● Angegebenes Ziel 1: Schreiben Sie aus dem Text über die Straßenlaternen in Bernburg den Abschnitt ab, der mit den Worten „Bernburg/Köthen l Eine“ beginnt und mit „Straßenlaternen der Welt.“ endet.

● Ausgangstext:
⟨

In Bernburg steht eine echte Innovation in Sachen Straßenbeleuchtung. Warum die 19 Straßenlaternen die wohl schlausten der Welt sind.

Von Emily Engels 05.05.2018, 01:01

Bernburg/Köthen l Eine dunkle Landstraße irgendwo zwischen dem Ortsteil Strenzfeld und der Stadt Bernburg. Dass die Straßenleuchte weiß, dass gerade ein Mensch im Anmarsch ist, verrät ein kleines rotes Lichtlein, das ganz oben an dem Laternenpfeiler angebracht ist. Der Infrarot-Sensor blinkt und aus dem dunklen Pfad wird innerhalb weniger Millisekunden ein hell beleuchteter Fußgängerweg. Die 19 Straßenlaternen in Bernburg-Strenzfeld sind allesamt Prototypen – und vermutlich die derzeit schlausten Straßenlaternen der Welt.

Zimmer 31 im vierten Stockwerk der Hochschule Anhalt in Köthen. Elektrotechnik-Professor Eduard Siemens hält einen Kleinrechner hoch, der nicht größer als eine EC-Karte ist. In dem 50 Gramm schweren und einen Zentimeter dicken Kästchen verbirgt sich das Geheimnis der schlauen Leuchten. Nur, weil es jetzt Rechner in der Größe gibt, erklärt Siemens, sei es für ihn und Professor Ingo Chmielewski überhaupt möglich gewesen, das Projekt umzusetzen. Endlich. Denn daran geforscht haben sie bereits seit acht Jahren.

Der größte Pluspunkt, so Siemens: „Die solarbetriebenen Leuchten verbrauchen 95 Prozent weniger Energie als eine normale LED-Straßenleuchte.“ Wie ist das möglich? Zunächst einmal sind die Leuchten auf der Strenzfelder Strecke im „Ruhezustand“ auf 1,5 Watt gedimmt. Zum Vergleich: Eine normale LED-Lampe hat eine Stärke von 40 Watt.

⟩

● Aufgabendaten:
⟨

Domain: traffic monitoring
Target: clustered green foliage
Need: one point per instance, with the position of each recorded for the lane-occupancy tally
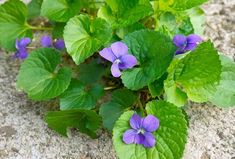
(160, 85)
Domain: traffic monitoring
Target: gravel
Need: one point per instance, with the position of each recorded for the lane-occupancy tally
(24, 134)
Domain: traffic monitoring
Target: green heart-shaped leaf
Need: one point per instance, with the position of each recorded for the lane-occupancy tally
(13, 23)
(40, 77)
(80, 96)
(154, 57)
(170, 137)
(84, 36)
(60, 10)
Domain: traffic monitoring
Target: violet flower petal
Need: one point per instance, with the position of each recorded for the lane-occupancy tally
(180, 51)
(21, 54)
(119, 49)
(22, 43)
(136, 121)
(46, 41)
(149, 140)
(150, 123)
(180, 40)
(191, 46)
(59, 44)
(140, 139)
(127, 61)
(108, 54)
(194, 39)
(130, 136)
(115, 70)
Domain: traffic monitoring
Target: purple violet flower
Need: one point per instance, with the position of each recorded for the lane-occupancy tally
(186, 43)
(21, 45)
(119, 56)
(141, 132)
(59, 44)
(46, 41)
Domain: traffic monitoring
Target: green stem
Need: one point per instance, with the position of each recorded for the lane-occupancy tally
(141, 106)
(39, 28)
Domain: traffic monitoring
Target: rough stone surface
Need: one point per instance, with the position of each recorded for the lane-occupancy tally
(24, 134)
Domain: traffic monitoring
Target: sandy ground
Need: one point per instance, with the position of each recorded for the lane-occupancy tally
(24, 134)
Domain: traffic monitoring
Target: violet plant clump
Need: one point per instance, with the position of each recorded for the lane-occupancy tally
(141, 97)
(141, 131)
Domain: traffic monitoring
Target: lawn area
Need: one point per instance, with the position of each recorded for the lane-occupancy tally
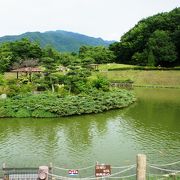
(159, 78)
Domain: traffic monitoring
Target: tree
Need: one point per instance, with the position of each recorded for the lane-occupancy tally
(50, 65)
(100, 54)
(162, 48)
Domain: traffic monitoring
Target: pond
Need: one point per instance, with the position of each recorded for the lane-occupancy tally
(150, 126)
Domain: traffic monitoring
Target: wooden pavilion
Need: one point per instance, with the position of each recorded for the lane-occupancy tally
(27, 70)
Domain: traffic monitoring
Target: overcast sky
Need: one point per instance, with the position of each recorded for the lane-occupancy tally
(108, 19)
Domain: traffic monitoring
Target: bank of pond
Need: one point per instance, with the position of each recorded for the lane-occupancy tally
(56, 105)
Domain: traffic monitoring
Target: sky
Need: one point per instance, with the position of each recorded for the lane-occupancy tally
(108, 19)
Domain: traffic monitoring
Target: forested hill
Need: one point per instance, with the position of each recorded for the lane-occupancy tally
(153, 41)
(61, 40)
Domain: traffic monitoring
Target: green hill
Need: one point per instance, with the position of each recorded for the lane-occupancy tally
(61, 40)
(154, 41)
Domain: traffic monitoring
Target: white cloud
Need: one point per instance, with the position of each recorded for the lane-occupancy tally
(108, 19)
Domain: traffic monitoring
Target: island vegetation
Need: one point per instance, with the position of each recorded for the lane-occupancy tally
(73, 83)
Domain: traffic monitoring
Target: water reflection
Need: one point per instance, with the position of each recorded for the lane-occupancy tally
(150, 126)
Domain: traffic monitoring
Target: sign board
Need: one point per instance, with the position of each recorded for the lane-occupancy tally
(73, 172)
(102, 170)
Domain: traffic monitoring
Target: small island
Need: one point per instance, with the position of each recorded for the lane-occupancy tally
(42, 82)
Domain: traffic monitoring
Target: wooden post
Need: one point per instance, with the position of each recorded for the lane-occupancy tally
(141, 167)
(43, 173)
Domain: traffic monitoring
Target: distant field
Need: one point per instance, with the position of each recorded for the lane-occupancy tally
(114, 66)
(156, 78)
(159, 78)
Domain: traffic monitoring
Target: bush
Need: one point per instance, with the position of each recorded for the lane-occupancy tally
(55, 105)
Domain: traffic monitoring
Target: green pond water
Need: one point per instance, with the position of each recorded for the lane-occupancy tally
(150, 126)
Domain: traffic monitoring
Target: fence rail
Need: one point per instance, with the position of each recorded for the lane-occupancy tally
(139, 171)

⟩

● Angegebenes Ziel 2: Suchen Sie aus den Einträgen oben jede Zeile heraus, in der die Zeichenfolge „green“ vorkommt, und geben Sie diese Zeilen wieder.

● Vollständige Antwort 1:
Bernburg/Köthen l Eine dunkle Landstraße irgendwo zwischen dem Ortsteil Strenzfeld und der Stadt Bernburg. Dass die Straßenleuchte weiß, dass gerade ein Mensch im Anmarsch ist, verrät ein kleines rotes Lichtlein, das ganz oben an dem Laternenpfeiler angebracht ist. Der Infrarot-Sensor blinkt und aus dem dunklen Pfad wird innerhalb weniger Millisekunden ein hell beleuchteter Fußgängerweg. Die 19 Straßenlaternen in Bernburg-Strenzfeld sind allesamt Prototypen – und vermutlich die derzeit schlausten Straßenlaternen der Welt.

● Vollständige Antwort 2:
Target: clustered green foliage
Target: green heart-shaped leaf
Target: green stem
Target: green hill
Target: green pond water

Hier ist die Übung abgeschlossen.